■ INPUT:
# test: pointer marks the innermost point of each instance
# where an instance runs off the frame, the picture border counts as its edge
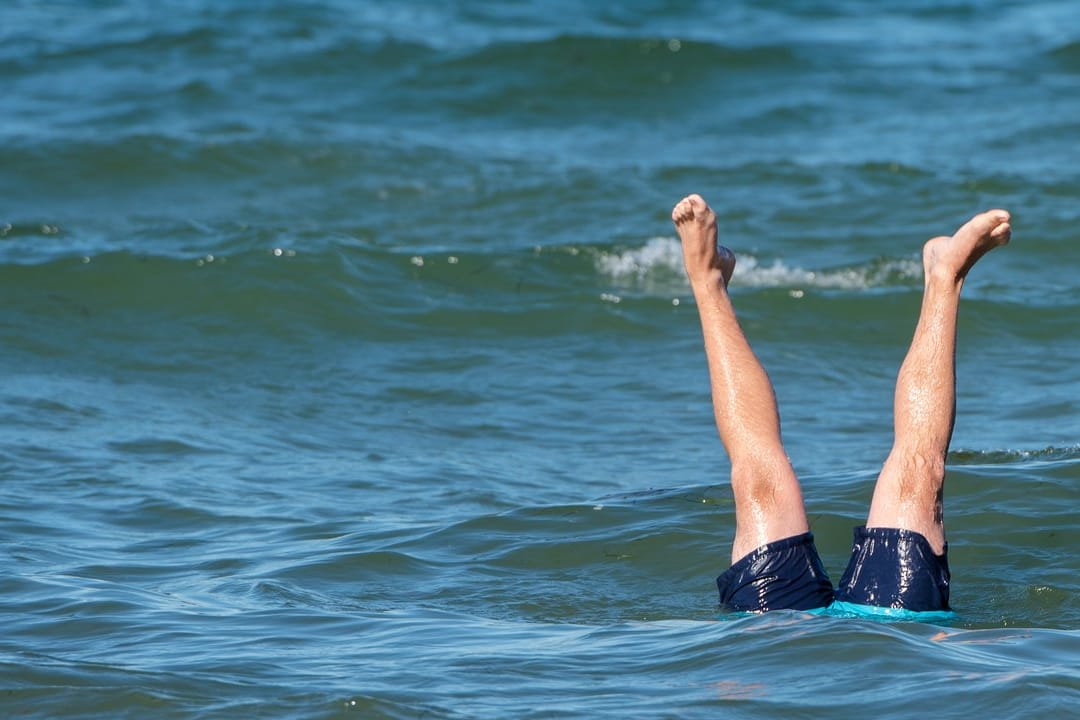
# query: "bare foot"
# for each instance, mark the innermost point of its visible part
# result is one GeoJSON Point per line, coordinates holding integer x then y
{"type": "Point", "coordinates": [703, 257]}
{"type": "Point", "coordinates": [950, 258]}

■ SHORT PROBLEM: Can you write out every line of the records above verbatim, with the pictures left out?

■ RESPONSE:
# test: pointer marks the innermost point of each instance
# where an instance runs off the frame, the picture border counts as its edge
# query: "bare foot"
# for each instance, mark the innermost point of its visible part
# result is one GeoJSON Point per line, coordinates holding integer x then y
{"type": "Point", "coordinates": [703, 257]}
{"type": "Point", "coordinates": [950, 258]}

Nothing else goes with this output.